Survey: More Than Half of Assisted Living Providers Say Their Overall Workforce Situation Has Worsened

87 percent of assisted living providers experiencing difficulty hiring new staff

Research and Data; Workforce

WASHINGTON, D.C. – Today, the National Center for Assisted Living (NCAL), representing more than 4,000 assisted living communities across the country, released a survey of assisted living providers highlighting how the industry is still facing a serious staffing and economic crisis.  

Key findings include:
  • More than half (52 percent) of assisted living providers say their overall workforce situation has worsened since January 2022. 
  • 63 percent are experiencing staffing shortages. A quarter of those assisted living providers say they have a high level of staffing shortages. 
  • 93 percent have increased wages to help attract and retain caregivers.
  • 98 percent have asked staff to work overtime or extra shifts due to the staffing shortages. Half have hired temporary agency staff due to shortages. 
  • 87 percent say they have difficulty hiring new staff.

# SOURCE MATERIAL
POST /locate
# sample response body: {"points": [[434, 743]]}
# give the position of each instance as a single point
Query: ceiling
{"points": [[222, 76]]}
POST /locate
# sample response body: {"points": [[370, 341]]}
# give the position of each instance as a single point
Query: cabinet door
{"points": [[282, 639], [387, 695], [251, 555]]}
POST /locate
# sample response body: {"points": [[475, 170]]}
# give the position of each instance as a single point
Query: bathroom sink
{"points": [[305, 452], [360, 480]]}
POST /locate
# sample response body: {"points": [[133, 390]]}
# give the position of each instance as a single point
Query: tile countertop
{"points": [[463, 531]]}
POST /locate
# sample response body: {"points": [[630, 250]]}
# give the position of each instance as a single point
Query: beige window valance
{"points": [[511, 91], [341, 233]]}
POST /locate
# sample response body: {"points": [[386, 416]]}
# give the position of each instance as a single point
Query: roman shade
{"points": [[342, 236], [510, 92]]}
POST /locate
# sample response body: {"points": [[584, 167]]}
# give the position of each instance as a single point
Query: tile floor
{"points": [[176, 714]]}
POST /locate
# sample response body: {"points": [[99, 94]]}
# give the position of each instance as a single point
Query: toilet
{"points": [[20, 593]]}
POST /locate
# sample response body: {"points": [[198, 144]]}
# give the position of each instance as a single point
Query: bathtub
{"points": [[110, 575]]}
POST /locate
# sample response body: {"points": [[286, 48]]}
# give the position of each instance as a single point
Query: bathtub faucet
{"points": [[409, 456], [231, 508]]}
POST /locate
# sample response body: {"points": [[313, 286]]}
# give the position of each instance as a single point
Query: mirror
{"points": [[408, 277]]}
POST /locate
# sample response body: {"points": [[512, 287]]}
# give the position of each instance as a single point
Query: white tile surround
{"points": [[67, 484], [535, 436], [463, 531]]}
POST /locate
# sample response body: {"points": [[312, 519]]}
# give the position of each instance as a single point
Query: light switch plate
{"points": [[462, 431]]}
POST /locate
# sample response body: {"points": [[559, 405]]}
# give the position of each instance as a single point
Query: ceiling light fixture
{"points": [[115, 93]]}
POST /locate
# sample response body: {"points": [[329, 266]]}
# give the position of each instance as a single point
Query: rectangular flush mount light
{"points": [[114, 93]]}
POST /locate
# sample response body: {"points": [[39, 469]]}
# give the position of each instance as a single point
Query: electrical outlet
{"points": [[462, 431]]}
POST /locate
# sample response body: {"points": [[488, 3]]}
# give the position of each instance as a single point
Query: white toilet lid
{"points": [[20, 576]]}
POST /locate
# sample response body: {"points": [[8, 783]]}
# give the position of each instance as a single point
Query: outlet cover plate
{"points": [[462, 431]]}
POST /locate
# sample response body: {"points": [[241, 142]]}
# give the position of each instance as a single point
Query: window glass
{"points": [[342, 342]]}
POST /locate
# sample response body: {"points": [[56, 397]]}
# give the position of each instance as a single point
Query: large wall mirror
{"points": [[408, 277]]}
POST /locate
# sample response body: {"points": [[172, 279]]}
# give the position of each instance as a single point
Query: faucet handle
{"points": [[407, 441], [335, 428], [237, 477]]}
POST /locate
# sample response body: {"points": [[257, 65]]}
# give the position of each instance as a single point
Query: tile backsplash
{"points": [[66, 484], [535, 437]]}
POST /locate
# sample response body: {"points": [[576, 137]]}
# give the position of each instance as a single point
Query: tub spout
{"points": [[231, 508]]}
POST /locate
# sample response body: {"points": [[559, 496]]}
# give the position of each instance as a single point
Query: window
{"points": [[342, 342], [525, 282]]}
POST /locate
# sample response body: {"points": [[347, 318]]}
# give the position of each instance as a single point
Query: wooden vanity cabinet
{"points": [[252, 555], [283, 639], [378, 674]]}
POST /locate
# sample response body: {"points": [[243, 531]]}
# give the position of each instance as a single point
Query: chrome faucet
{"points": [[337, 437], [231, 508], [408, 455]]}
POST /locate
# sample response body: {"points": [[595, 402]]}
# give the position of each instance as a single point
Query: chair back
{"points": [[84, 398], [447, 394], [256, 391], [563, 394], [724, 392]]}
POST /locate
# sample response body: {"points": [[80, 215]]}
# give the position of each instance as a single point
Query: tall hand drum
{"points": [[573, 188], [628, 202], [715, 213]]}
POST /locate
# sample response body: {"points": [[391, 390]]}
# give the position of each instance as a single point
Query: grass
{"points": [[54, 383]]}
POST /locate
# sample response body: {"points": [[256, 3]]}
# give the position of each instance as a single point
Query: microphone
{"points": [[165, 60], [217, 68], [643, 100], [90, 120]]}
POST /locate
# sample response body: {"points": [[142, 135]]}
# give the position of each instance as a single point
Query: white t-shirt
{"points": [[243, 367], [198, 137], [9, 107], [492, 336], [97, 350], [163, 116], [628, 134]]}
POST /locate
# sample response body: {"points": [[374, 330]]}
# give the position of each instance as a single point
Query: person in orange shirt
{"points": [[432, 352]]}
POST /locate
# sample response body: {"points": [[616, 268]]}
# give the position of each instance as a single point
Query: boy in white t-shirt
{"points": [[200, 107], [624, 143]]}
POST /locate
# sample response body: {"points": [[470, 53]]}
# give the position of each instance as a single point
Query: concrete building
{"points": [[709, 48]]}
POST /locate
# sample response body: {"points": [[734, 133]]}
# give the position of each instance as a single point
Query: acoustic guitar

# WHAT TO DO
• 1. In the assisted living workforce survey, reproduce the text from "Research and Data;" up to and including "and retain caregivers.", replacing "caregivers" with "care staff".
• 2. According to the assisted living workforce survey, how many assisted living communities does the National Center for Assisted Living represent?
• 3. Continue the assisted living workforce survey article from its final sentence.

# EXERCISE RESULTS
• 1.
Research and Data; Workforce

WASHINGTON, D.C. – Today, the National Center for Assisted Living (NCAL), representing more than 4,000 assisted living communities across the country, released a survey of assisted living providers highlighting how the industry is still facing a serious staffing and economic crisis.  

Key findings include:
  • More than half (52 percent) of assisted living providers say their overall workforce situation has worsened since January 2022. 
  • 63 percent are experiencing staffing shortages. A quarter of those assisted living providers say they have a high level of staffing shortages. 
  • 93 percent have increased wages to help attract and retain care staff.

• 2. More than 4,000 assisted living communities across the country.

• 3.
  • The biggest obstacle for assisted living providers in hiring new staff is a lack of interested or qualified candidates, with two-thirds of providers saying it was an “extremely big” challenge. 
  • Nearly half (48 percent) are concerned they may have to close their assisted living communities if workforce challenges persist. 
  • On average, assisted living providers say their operational costs have increased since this time last year by 40 percent. 
  • More than one-third are currently operating at a loss (37 percent) and can’t sustain current operating pace for more than one year (35 percent). 
Assisted living professionals will share these findings as well as their own unique, local perspectives with members of Congress during the association’s Congressional Briefing event, taking place Monday, June 6 and Tuesday, June 7. More than 500 long term and post-acute professionals are expected to visit the Hill, advocating for legislation and policies that will help address these workforce and economic crises. 

“The survey shows that the workforce crisis in assisted living has not improved, and we are deeply concerned that more assisted living communities will have to close their doors,” said NCAL Executive Director LaShuan Bethea. “Assisted living has been largely forgotten by public health officials during this pandemic—it’s time they received the resources and the support they desperately need.”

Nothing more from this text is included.